■ Work to be completed
Copy out the listing below with every occurrence of "locate" swapped for "find", keeping all other text the same.

(Stored data)
——————
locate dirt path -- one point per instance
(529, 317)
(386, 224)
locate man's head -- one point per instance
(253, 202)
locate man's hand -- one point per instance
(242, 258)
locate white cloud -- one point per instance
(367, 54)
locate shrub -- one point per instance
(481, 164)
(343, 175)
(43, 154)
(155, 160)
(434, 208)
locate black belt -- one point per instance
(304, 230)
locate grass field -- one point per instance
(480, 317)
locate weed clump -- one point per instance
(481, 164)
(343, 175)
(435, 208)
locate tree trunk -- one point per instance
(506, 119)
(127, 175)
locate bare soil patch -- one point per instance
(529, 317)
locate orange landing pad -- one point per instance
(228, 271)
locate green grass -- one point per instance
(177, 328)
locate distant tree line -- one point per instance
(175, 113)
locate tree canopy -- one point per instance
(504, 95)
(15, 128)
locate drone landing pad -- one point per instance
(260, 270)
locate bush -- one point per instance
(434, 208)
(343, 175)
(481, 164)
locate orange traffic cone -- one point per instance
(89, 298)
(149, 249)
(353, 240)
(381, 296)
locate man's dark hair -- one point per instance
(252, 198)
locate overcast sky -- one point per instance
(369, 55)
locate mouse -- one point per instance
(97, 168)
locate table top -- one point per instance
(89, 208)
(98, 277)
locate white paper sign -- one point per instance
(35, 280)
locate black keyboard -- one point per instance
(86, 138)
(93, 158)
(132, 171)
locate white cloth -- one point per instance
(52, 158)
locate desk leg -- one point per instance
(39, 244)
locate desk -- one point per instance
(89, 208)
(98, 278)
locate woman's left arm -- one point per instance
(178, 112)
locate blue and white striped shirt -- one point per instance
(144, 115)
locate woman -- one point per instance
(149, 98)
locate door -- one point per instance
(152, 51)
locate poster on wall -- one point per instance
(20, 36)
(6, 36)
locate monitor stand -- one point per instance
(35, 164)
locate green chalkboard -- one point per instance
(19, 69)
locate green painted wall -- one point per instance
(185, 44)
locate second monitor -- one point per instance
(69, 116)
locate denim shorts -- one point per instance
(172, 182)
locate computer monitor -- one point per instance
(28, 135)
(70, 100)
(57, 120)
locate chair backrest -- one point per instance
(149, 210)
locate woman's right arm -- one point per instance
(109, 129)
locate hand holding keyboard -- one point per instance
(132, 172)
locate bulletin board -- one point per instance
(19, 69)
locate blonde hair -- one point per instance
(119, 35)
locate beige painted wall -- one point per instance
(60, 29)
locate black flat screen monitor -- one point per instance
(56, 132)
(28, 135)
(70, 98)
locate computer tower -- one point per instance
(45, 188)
——————
■ Answer to this task
find dirt path -- one point per instance
(529, 317)
(386, 224)
find man's head -- one point per instance
(253, 202)
find man's hand -- one point per instance
(242, 258)
find white cloud -- one point per instance
(367, 54)
find shrub -- one point per instance
(481, 164)
(343, 175)
(43, 154)
(155, 160)
(434, 208)
find black belt -- one point per instance
(304, 230)
find grass field -- one point per instance
(480, 317)
find weed clump -- one point per instance
(481, 164)
(343, 175)
(435, 208)
find tree trunk -- one point per instance
(506, 119)
(127, 175)
find bare soil patch -- one point per instance
(529, 317)
find orange landing pad -- one point per instance
(228, 271)
find green grass -- one point per instance
(177, 328)
find distant tree line -- one point per instance
(175, 113)
find tree canopy -- one point per instance
(504, 95)
(15, 128)
find drone landing pad -- one point per instance
(260, 270)
find bush -- one point per instance
(434, 208)
(343, 175)
(481, 164)
find orange traffic cone -- one point per instance
(89, 298)
(149, 249)
(353, 240)
(381, 296)
find man's dark hair -- one point per instance
(252, 198)
find overcast sky -- one point per instance
(369, 55)
find mouse -- one point per instance
(97, 168)
find table top -- one point per instance
(89, 208)
(98, 277)
find white paper sign -- one point per instance
(35, 280)
find black keyboard -- one point per instance
(86, 138)
(93, 158)
(132, 171)
find white cloth -- one point per instance
(52, 158)
find desk leg -- one point per instance
(39, 244)
find desk -- one point per instance
(89, 208)
(98, 278)
find woman's left arm -- one point per instance
(178, 112)
find blue and white striped shirt -- one point per instance
(144, 115)
find woman -- one point per instance
(149, 98)
find door -- one point per instance
(152, 51)
find poster on wall -- one point per instance
(20, 36)
(6, 36)
find monitor stand -- one point per instance
(35, 164)
find green chalkboard -- one point per instance
(19, 69)
find green painted wall -- one point per instance
(185, 44)
find second monitor -- one point per instance
(69, 116)
find denim shorts -- one point per instance
(172, 182)
find computer monitor -- one point per instance
(28, 135)
(70, 100)
(57, 120)
find chair backrest -- one point per instance
(149, 210)
find woman's right arm -- one point per instance
(109, 129)
find hand holding keyboard -- one point per instance
(132, 172)
find bulletin board -- one point per instance
(19, 69)
find blonde hair -- one point per instance
(119, 35)
find beige painted wall -- one point per instance
(60, 29)
find black flat screen monitor -- one point per instance
(56, 132)
(28, 135)
(70, 98)
find computer tower -- one point per instance
(45, 188)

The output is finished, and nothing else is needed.